===== Kutipan Teks

Showing posts with label Perjanjian-perjanjian. Show all posts
Showing posts with label Perjanjian-perjanjian. Show all posts

Friday 30 August 2019

Perjanjian Linggarjati: Tokoh, Latar Belakang dan Dampaknya Bagi Indonesia

Perjanjian Linggarjati adalah perjanjian bersejarah antara pihak Indonesia dan Belanda dengan pihak Inggris sebagai mediator yang dilaksanakan pada tanggal 11-13 November 1946 di Linggarjati, Cirebon. Penandatanganan perjanjian baru disahkan secara resmi pada tanggal 25 Maret 1947. Isi perjanjian ini meliputi Belanda mengakui wilayah Indonesia secara de facto serta pembentukan negara Republik Indonesia Serikat (RIS).


A. Latar Belakang Perjanjian Linggarjati
Diadakannya perundingan Linggarjati dilatarbleknagi oleh masuknya AFNEI yang diboncengi NICA ke Indonesia. Hal ini karena Jepang menetapkan ‘status quo’ di Indonesia menyebabkan terjadinya konflik antara Indonesia dengan Belanda seperti peristiwa 10 November di Surabaya.

Pemerintah Inggris selaku penanggung jawab berupaya menyelesaikan konflik politik dan militer di Asia. Pada akhirnya diplomat Inggris bernama Sir Archibald Clark Kerr mengundang Indonesia dan Belanda untuk melakukan perundingan di Hooge Veluwe.

Para pemimpin negara menyadari bahwa untuk menyelesaikan konflik dengan peperangan hanya akan menimbulkan korban dari kedua belah pihak.

Namun perundingan yang direncanakan tersebut gagal karena Indonesia meminta Belanda mengakui kedaulatannya atas pulau Jawa, pulau Sumatera dan pulau Madura, sedangkan Belanda hanya mau mengakui Indonesia atas Jawa dan Madura saja.

Pada akhir Agutus 1946, pemerintah Inggris mengirimkan Lord Killearn ke Indonesia dalam menyelesaikan perundingan antara Indonesia dengan Belanda. Pada tanggal 7 Oktober 1946 bertempat di Konsulat Jenderal Inggris di Jakarta, dibukalah perundingan antara Indonesia dan Belanda yang dipimpin oleh Lord Killearn.

Dalam perundingan awal ini akhirnya menghasilkan persetujuan untuk gencatan senjata pada 14 Oktober dan rencana untuk mengadakan perundingan lebih lanjut, yakni Perundingan Linggarjati yang akan dilaksanakan mulai tanggal 11 November 1946.

B. Waktu dan Tempat Perjanjian Linggarjati
Perjanjian bersejarah antara Indonesia dan Belanda ini akhirnya terlaksana. Perjanjian Linggarjati dilaksanakan mulai tanggal 11 November 1946 sampai 13 November 1946. Tempat pelaksanaan perundingan ini bertempat di Linggarjati, Cirebon.

==========
===== Data yang Ditampilkan

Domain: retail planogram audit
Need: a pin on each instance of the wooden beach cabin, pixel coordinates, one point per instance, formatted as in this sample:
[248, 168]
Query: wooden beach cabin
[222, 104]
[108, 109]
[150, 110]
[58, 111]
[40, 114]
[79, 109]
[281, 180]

==========
===== Data yang Ditampilkan

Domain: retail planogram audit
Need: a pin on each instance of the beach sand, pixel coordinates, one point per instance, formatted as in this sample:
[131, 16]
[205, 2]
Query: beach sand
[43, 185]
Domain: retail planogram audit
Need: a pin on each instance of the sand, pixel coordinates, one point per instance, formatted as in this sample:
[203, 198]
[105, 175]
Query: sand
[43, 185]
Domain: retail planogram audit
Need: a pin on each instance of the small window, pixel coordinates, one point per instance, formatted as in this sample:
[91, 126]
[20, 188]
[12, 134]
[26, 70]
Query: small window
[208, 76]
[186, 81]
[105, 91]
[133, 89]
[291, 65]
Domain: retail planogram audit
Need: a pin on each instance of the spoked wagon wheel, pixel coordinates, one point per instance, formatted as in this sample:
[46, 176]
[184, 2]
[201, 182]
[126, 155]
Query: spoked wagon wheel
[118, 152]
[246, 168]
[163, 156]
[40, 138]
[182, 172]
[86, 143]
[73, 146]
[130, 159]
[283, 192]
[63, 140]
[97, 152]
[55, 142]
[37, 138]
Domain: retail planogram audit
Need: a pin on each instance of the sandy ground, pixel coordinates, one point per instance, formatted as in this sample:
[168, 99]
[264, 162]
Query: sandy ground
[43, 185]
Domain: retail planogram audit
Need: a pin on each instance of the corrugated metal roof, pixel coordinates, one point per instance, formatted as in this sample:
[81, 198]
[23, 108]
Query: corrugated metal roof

==========
===== Data yang Ditampilkan

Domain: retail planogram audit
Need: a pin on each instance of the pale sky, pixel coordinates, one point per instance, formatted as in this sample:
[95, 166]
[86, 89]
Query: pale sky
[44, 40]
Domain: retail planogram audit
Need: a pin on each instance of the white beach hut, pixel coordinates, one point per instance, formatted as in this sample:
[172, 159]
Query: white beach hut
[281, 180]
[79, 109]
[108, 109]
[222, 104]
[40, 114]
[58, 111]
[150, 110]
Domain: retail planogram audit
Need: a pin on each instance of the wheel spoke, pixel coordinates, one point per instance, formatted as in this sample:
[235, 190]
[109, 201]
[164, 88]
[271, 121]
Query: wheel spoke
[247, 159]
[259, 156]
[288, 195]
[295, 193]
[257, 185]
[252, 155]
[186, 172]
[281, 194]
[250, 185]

==========

Tugas Tertulis >>
(A) Menurut teks tentang Perjanjian Linggarjati, di mana perundingan yang dibuka pada tanggal 7 Oktober 1946 diadakan?
(B) Sebutkan semua pulau yang menurut teks tentang Perjanjian Linggarjati diminta Indonesia agar kedaulatannya diakui Belanda dalam rencana perundingan di Hooge Veluwe.
(C) Lanjutkan teks tentang Perjanjian Linggarjati mulai dari titik akhirnya.
Baris-baris tersebut tidak berkaitan dengan teks tentang Perjanjian Linggarjati.

Kunci Jawaban >>
(A) Di Konsulat Jenderal Inggris di Jakarta.

(B) Pulau Jawa, pulau Sumatera, dan pulau Madura.

(C)
Meski dilaksanakan pada 11-13 November 1946, namun penandatanganan perjanjian Linggarjati baru dilakukan pada tanggal 25 Maret 1947. Di waktu senggang, para delegasi melakukan perbaikan terhadap isi-isi perjanjian agar kedua belah pihak bisa menemui titik temu untuk menyetujui perjanjian ini.

C. Tokoh Perjanjian Linggarjati
Ada beberapa tokoh penting yang terlibat dalam perjanjian Linggarjati, baik dari pihak Indonesia, Belanda atau dari pihak Inggris selaku mediator atau penengah. Berikut nama-nama tokoh dalam perjanjian Linggarjati.

Pemerintah Indonesia diwakili oleh Sutan Syahrir (ketua), A. K. Gani, Susanto Tirtoprojo, Mohammad Roem
Pemerintah Belanda diwakili oleh Wim Schermerhorn (ketua), H. J. van Mook, Max van Pool, F. de Boer
Pemerintah Inggris selaku mediator/penengah diwakili oleh Lord Killearn

D. Isi Perjanjian Linggarjati
Penandatanganan perjanjian Linggarjati dilakukan pada 25 Maret 1947 antara kedua belah pihak. Hasil perundingan Linggarjati menghasilkan beberapa poin dan pasal sebagai berikut.
1.   Belanda mengakui secara de facto wilayah Republik Indonesia, yaitu Jawa, Sumatera dan Madura.
2.   Belanda harus meninggalkan wilayah Republik Indonesia paling lambat tanggal 1 Januari 1949.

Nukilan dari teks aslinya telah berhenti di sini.